▸ **What to do**
Check the entries below and say how many lines include the word "List". No other text is wanted.

▸ **Recorded information**
-*-*-

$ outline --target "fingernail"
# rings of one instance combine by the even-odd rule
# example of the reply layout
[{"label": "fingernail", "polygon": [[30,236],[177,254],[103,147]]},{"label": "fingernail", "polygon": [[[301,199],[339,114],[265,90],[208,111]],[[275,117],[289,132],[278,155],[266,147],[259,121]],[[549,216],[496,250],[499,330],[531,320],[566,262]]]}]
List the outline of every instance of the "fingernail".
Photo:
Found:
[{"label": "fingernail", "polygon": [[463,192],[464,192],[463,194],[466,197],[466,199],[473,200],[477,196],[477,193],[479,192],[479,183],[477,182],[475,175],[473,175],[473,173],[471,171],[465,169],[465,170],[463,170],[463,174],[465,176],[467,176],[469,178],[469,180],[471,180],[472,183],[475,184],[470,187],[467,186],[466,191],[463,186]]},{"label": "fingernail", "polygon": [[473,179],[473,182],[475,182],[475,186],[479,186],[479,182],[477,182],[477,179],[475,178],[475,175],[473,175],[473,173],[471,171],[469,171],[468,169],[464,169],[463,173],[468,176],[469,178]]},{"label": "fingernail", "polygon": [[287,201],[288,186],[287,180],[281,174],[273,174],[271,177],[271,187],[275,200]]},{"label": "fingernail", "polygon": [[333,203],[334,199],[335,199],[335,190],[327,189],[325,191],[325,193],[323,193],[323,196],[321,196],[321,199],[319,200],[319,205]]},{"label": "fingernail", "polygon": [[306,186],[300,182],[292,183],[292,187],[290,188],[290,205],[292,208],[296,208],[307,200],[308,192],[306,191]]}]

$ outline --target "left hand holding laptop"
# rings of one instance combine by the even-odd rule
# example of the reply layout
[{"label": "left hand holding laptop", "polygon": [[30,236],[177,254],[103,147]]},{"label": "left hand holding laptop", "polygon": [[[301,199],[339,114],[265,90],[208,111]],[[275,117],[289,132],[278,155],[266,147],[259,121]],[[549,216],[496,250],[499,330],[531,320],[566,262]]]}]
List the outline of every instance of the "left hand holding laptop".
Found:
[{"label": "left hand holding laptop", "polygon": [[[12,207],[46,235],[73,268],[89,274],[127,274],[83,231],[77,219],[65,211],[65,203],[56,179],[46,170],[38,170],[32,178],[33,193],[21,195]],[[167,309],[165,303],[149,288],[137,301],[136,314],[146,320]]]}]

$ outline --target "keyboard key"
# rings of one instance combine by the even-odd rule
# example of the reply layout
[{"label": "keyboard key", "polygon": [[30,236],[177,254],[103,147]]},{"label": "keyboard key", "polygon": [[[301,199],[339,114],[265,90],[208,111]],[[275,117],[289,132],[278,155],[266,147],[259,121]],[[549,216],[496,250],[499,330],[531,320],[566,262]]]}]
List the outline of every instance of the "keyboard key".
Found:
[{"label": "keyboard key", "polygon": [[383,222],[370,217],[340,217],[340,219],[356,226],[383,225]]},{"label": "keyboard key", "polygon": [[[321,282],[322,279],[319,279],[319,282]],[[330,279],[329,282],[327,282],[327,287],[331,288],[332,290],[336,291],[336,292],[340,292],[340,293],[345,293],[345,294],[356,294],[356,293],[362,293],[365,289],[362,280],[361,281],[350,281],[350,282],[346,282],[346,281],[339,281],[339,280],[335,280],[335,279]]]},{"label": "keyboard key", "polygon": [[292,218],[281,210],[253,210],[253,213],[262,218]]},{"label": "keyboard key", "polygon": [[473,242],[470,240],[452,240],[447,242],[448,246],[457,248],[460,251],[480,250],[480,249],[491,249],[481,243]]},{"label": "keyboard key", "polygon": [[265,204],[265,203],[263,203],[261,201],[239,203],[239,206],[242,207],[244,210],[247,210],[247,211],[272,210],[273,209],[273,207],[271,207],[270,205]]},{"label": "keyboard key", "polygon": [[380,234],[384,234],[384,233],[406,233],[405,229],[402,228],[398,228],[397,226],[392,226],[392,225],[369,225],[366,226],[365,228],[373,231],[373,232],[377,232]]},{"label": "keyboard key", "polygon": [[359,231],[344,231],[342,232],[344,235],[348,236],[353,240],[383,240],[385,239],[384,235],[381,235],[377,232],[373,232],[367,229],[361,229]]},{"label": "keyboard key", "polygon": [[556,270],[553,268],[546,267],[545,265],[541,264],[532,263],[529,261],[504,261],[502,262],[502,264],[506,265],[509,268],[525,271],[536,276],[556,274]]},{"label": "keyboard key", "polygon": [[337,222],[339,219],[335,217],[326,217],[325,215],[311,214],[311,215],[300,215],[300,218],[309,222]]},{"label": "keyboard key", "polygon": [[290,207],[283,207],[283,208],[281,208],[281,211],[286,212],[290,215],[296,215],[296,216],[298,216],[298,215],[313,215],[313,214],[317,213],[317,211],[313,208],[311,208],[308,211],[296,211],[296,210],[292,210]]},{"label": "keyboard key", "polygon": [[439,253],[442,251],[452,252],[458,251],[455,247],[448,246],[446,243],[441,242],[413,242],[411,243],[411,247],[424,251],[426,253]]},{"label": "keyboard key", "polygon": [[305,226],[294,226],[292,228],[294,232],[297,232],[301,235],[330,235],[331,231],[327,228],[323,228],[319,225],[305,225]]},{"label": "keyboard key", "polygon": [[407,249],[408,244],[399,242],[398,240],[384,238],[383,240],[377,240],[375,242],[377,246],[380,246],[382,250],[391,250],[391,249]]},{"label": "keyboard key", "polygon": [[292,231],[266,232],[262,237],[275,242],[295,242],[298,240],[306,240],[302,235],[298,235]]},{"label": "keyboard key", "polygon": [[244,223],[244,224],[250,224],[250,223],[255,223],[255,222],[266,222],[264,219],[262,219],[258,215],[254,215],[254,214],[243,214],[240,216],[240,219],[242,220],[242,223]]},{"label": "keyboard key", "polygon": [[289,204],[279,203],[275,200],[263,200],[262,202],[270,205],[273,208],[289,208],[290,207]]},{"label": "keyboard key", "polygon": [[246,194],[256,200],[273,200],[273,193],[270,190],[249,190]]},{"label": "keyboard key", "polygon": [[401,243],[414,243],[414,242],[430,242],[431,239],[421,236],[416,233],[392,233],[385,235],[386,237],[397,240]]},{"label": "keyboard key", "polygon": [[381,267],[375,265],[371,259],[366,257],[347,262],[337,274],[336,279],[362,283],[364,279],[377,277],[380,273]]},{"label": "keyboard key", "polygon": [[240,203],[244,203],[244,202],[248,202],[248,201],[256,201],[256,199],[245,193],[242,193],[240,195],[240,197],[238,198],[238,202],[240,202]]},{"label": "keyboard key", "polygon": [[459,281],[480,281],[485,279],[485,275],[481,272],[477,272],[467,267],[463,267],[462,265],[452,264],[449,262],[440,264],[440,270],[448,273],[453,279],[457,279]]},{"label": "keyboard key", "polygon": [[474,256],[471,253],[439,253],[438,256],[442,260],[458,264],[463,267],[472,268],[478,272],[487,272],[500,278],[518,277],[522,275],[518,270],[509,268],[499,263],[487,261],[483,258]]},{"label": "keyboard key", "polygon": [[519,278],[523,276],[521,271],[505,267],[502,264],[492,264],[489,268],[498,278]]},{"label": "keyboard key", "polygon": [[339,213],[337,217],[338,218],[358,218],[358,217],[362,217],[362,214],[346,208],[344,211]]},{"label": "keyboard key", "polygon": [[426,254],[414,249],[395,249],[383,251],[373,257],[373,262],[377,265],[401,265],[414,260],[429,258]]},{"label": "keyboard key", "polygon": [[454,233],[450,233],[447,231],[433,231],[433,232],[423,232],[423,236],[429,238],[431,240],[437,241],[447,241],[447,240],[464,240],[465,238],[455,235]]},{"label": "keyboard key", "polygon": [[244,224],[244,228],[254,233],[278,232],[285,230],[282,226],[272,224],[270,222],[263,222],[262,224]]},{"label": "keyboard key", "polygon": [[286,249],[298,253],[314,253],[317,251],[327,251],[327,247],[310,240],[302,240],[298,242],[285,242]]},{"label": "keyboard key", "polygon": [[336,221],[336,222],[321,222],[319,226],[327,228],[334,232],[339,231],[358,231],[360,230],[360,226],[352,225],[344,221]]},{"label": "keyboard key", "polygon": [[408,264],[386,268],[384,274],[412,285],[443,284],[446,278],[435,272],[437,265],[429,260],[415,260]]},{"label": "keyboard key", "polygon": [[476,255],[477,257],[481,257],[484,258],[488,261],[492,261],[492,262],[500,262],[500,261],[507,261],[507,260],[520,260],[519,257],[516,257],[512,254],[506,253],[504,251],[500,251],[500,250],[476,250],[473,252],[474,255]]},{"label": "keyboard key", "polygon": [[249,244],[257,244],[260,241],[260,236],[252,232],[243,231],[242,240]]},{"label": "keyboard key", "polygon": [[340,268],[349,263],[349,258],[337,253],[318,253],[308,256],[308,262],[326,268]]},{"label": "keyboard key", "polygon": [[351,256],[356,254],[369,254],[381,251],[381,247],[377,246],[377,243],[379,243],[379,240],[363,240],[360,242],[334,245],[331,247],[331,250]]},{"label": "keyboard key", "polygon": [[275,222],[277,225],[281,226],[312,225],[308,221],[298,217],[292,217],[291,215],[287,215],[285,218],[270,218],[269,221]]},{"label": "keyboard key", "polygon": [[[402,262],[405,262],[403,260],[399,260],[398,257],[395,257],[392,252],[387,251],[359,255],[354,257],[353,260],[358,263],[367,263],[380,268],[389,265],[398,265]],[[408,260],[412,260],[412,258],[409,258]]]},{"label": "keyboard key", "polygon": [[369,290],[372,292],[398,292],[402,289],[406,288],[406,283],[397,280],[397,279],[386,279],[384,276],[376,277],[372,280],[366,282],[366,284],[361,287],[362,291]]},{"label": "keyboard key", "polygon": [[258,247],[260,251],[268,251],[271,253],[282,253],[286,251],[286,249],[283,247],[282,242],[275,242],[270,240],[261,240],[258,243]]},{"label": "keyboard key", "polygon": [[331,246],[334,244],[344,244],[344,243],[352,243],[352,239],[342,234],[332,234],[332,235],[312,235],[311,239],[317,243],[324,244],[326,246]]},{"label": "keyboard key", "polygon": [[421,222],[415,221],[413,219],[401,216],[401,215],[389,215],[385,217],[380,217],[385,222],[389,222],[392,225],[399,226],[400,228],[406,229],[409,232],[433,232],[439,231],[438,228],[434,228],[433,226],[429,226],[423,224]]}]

-*-*-

▸ **Solution to the exercise**
3